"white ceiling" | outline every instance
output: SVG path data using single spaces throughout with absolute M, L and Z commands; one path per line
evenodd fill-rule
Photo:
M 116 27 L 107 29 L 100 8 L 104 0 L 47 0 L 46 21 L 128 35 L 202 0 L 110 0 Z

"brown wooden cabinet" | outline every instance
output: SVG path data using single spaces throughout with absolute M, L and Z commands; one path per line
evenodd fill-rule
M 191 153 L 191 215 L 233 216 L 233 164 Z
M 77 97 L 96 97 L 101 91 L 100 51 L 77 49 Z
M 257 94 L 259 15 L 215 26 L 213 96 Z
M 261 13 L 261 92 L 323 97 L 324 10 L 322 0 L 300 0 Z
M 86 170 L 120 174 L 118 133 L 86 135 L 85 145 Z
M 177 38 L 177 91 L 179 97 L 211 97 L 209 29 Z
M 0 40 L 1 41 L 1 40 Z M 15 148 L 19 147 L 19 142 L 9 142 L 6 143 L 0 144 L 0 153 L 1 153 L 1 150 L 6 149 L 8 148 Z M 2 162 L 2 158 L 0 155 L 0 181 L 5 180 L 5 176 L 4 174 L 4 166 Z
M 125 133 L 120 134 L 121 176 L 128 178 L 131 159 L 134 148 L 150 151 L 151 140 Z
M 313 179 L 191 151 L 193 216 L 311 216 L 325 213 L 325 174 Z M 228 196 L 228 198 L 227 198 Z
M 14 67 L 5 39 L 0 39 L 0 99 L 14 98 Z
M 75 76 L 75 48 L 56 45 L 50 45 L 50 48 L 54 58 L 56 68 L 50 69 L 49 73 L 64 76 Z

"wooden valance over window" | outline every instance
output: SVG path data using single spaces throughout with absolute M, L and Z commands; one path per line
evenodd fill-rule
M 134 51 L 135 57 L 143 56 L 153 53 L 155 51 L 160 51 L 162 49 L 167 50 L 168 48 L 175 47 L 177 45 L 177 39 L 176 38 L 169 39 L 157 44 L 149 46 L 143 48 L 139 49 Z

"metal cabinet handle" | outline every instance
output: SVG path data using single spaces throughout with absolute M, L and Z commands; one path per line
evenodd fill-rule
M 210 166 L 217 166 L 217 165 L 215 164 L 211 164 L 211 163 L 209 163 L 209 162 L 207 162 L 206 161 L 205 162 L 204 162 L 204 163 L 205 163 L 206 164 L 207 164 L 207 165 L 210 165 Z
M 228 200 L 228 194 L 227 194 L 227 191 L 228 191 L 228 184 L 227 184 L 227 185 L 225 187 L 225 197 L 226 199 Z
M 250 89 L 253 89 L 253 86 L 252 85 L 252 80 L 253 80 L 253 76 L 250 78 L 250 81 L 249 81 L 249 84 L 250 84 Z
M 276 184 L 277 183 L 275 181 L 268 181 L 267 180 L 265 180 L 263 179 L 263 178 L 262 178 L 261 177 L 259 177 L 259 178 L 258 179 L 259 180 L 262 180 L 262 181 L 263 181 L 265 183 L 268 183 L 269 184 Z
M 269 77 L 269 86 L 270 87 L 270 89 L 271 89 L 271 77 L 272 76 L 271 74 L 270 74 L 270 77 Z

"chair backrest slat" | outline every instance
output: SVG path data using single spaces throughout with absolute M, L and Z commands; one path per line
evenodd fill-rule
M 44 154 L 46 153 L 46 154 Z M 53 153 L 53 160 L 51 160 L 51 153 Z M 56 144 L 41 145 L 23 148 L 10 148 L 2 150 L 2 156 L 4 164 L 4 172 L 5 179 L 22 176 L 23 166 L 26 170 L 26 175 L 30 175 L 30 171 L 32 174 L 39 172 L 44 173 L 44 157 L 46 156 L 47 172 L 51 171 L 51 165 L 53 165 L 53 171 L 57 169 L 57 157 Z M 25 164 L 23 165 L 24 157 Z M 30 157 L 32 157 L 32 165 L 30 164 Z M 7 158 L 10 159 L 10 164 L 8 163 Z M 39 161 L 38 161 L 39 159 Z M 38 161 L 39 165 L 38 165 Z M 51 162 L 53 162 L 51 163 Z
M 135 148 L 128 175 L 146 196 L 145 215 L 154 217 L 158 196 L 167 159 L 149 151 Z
* * *
WHAT YOU WILL DO -
Switch "evenodd" to "nonzero" throughout the records above and write them out again, leaving everything else unchanged.

THE SOLUTION -
"white ceiling" | outline every instance
output: SVG path data using single spaces throughout with absolute M, L and Z commands; one path per line
nonzero fill-rule
Photo:
M 116 27 L 107 29 L 100 8 L 104 0 L 47 0 L 46 21 L 128 35 L 202 0 L 110 0 Z

"brown wooden cabinet" | outline every instance
output: SVG path data using single spaces throughout with absolute M, L and Z commands; one path per line
nonzero fill-rule
M 191 153 L 191 215 L 233 216 L 233 164 Z
M 77 97 L 96 97 L 101 91 L 100 51 L 77 49 Z
M 257 94 L 259 15 L 215 26 L 213 96 Z
M 261 13 L 261 92 L 323 97 L 324 10 L 322 0 L 300 0 Z
M 86 170 L 120 174 L 118 133 L 86 135 L 85 145 Z
M 177 38 L 177 91 L 179 97 L 211 97 L 209 29 Z
M 0 40 L 1 41 L 1 40 Z M 15 148 L 19 147 L 19 142 L 9 142 L 6 143 L 0 144 L 0 153 L 1 153 L 1 150 L 6 149 L 8 148 Z M 2 162 L 2 158 L 0 155 L 0 181 L 5 180 L 5 176 L 4 174 L 4 166 Z
M 125 133 L 120 134 L 121 176 L 128 178 L 131 159 L 134 148 L 150 151 L 151 140 Z
M 313 179 L 191 151 L 193 216 L 311 216 L 325 213 L 325 174 Z M 228 196 L 228 198 L 227 198 Z
M 14 67 L 5 39 L 0 39 L 0 99 L 14 98 Z
M 75 76 L 75 48 L 56 45 L 50 45 L 50 48 L 54 58 L 56 68 L 50 69 L 49 73 L 64 76 Z

"wooden valance over window" | outline every instance
output: SVG path data using single spaces throughout with absolute M, L and Z commands; one path per line
nonzero fill-rule
M 134 51 L 135 57 L 143 56 L 153 53 L 155 51 L 160 51 L 162 49 L 167 50 L 168 48 L 175 47 L 177 45 L 177 39 L 176 38 L 169 39 L 157 44 L 149 46 L 143 48 L 139 49 Z

"metal cabinet handle" | outline every instance
output: SVG path data using single spaces throughout with absolute M, L and Z commands; one path per line
nonzero fill-rule
M 210 166 L 217 166 L 217 165 L 215 164 L 211 164 L 211 163 L 209 163 L 209 162 L 207 162 L 206 161 L 205 162 L 204 162 L 204 163 L 205 163 L 206 164 L 207 164 L 207 165 L 210 165 Z
M 228 200 L 228 194 L 227 194 L 227 191 L 228 191 L 228 184 L 227 184 L 227 185 L 225 187 L 225 197 L 226 199 Z
M 250 89 L 253 89 L 253 86 L 252 85 L 252 80 L 253 80 L 253 76 L 250 78 L 250 81 L 249 81 L 249 84 L 250 84 Z
M 276 184 L 277 183 L 275 181 L 268 181 L 267 180 L 265 180 L 263 179 L 263 178 L 262 178 L 261 177 L 259 177 L 259 178 L 258 179 L 259 180 L 262 180 L 262 181 L 263 181 L 265 183 L 268 183 L 269 184 Z
M 269 77 L 269 86 L 270 87 L 270 89 L 271 89 L 271 77 L 272 76 L 271 74 L 270 74 L 270 77 Z

"chair backrest slat" | outline every instance
output: SVG path data using single spaces throughout with absolute M, L and Z commands; one path per line
nonzero fill-rule
M 44 154 L 46 153 L 46 154 Z M 53 153 L 53 160 L 51 160 L 51 153 Z M 56 144 L 41 145 L 23 148 L 10 148 L 2 150 L 2 156 L 4 164 L 4 172 L 5 179 L 22 176 L 23 166 L 26 170 L 26 175 L 30 175 L 30 171 L 32 174 L 39 172 L 44 173 L 44 157 L 46 156 L 47 172 L 51 171 L 51 165 L 53 165 L 53 171 L 57 169 L 57 157 Z M 25 164 L 23 165 L 24 157 Z M 30 157 L 32 157 L 32 165 L 30 164 Z M 7 158 L 10 159 L 10 164 L 8 163 Z M 39 161 L 38 161 L 39 159 Z M 38 161 L 39 165 L 38 165 Z M 51 162 L 53 162 L 51 163 Z
M 135 148 L 128 175 L 146 196 L 145 215 L 154 217 L 158 196 L 167 159 L 149 151 Z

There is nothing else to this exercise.